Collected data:
..........
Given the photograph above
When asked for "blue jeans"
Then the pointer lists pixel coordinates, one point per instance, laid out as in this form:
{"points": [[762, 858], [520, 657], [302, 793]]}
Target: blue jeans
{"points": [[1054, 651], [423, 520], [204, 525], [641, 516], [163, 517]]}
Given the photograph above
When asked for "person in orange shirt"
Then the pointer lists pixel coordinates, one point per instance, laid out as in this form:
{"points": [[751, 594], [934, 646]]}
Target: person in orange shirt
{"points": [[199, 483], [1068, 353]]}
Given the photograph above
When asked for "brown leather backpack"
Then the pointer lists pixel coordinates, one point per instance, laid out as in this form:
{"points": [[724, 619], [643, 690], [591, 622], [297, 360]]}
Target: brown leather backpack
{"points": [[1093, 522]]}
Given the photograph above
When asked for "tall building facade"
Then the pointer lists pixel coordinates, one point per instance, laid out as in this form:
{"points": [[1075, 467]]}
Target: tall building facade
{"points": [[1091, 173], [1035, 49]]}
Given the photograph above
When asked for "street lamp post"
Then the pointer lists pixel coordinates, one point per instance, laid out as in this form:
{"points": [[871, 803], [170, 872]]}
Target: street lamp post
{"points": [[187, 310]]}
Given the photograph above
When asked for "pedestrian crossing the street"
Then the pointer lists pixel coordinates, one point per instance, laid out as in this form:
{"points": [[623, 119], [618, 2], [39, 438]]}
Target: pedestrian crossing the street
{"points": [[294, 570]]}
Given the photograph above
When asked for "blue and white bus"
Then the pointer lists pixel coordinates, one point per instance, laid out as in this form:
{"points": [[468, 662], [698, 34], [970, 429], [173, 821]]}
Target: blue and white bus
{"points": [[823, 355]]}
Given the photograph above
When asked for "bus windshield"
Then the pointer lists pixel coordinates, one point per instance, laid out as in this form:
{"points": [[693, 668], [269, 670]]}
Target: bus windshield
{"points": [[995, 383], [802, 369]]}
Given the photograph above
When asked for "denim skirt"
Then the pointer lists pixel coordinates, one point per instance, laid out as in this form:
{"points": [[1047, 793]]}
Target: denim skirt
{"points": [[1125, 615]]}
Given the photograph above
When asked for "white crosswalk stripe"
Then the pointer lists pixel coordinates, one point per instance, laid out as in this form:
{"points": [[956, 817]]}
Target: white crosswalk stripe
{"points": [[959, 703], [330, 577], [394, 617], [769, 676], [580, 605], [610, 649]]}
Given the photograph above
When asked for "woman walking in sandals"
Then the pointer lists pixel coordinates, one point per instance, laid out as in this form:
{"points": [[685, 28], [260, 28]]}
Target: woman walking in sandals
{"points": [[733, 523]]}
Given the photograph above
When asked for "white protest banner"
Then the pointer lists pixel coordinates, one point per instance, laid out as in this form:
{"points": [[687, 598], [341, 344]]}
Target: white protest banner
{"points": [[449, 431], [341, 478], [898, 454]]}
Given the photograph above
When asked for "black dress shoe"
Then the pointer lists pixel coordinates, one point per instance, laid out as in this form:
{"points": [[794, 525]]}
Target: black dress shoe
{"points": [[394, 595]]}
..........
GOAL OF THE EXERCISE: Output all of the data again, exactly.

FINAL ANSWER:
Given the photograph above
When asked for "blue jeans"
Then the pointer lists pixel coordinates, one point per instance, laid out as in this form:
{"points": [[762, 858], [520, 657], [302, 793]]}
Target: blue jeans
{"points": [[1054, 651], [423, 520], [204, 525], [641, 516], [163, 517]]}
Given the photograph above
When asked for "person in orange shirt"
Then the pointer lists pixel coordinates, one point per instance, laid out as in this form:
{"points": [[751, 594], [934, 646]]}
Target: person in orange shirt
{"points": [[199, 483], [1068, 353]]}
Given the photograph above
When asked for "brown leather backpack"
Then the pointer lists pixel coordinates, one point per instance, laid out as in this form:
{"points": [[724, 619], [643, 690], [591, 622], [297, 360]]}
Target: brown leather backpack
{"points": [[1093, 522]]}
Given the photograph above
When asked for "tall building facade"
Then the pointer lists pixel coordinates, one point per instance, laid out as in this form:
{"points": [[1075, 467]]}
Target: tall building facade
{"points": [[1091, 173], [1035, 49]]}
Given the photograph above
When asked for "street lamp post"
Then the pointer lists pixel coordinates, one point per instance, laid out as in this form:
{"points": [[871, 803], [170, 872]]}
Target: street lamp post
{"points": [[187, 310]]}
Given the photograph above
When asked for "pedestrian crossing the street"
Then the pointer lists pixel coordinates, one point per instance, laid out as in this form:
{"points": [[623, 119], [618, 2], [39, 438]]}
Target: pedestrian crossing the street
{"points": [[294, 570]]}
Given the photograph above
When asked for "blue and white bus"
Then the pointer lists pixel coordinates, one point per instance, laid out as in this form:
{"points": [[468, 662], [698, 34], [970, 429], [173, 821]]}
Target: blue and white bus
{"points": [[823, 355]]}
Given the photograph above
When asked for "bus windshield"
Then the pointer lists pixel coordinates, one point per instance, laid out as in this form:
{"points": [[693, 668], [269, 670]]}
Target: bus windshield
{"points": [[995, 383], [802, 369]]}
Given the photograph above
When asked for "denim skirt"
Then the pointer lists pixel coordinates, one point per instance, laid out as in this form:
{"points": [[1047, 793]]}
Target: denim skirt
{"points": [[1125, 615]]}
Given the photograph above
When asked for "white crosswalk stripe"
Then the pointer lists pixel coordinates, one point per instance, laid out as in this form:
{"points": [[956, 817]]}
Target: white crosswalk stripe
{"points": [[959, 703], [330, 577], [394, 617], [769, 676], [580, 605], [610, 649]]}
Given the photograph above
When asked for "woman walking in sandals"
Then the pointer lists pixel coordinates, one point per instance, laid out as in this form:
{"points": [[685, 28], [260, 28]]}
Target: woman walking in sandals
{"points": [[733, 523]]}
Given the photograph above
When asked for "white protest banner"
Then the pointer lists pixel coordinates, one point per instance, laid out as in this form:
{"points": [[687, 598], [341, 344]]}
Target: white protest banner
{"points": [[449, 431], [341, 478], [898, 454]]}
Given the photograph above
When asked for "black dress shoe"
Then the pointer lists pixel coordinates, one point per instance, laid out as in this form:
{"points": [[794, 525]]}
Target: black dress shoe
{"points": [[394, 595]]}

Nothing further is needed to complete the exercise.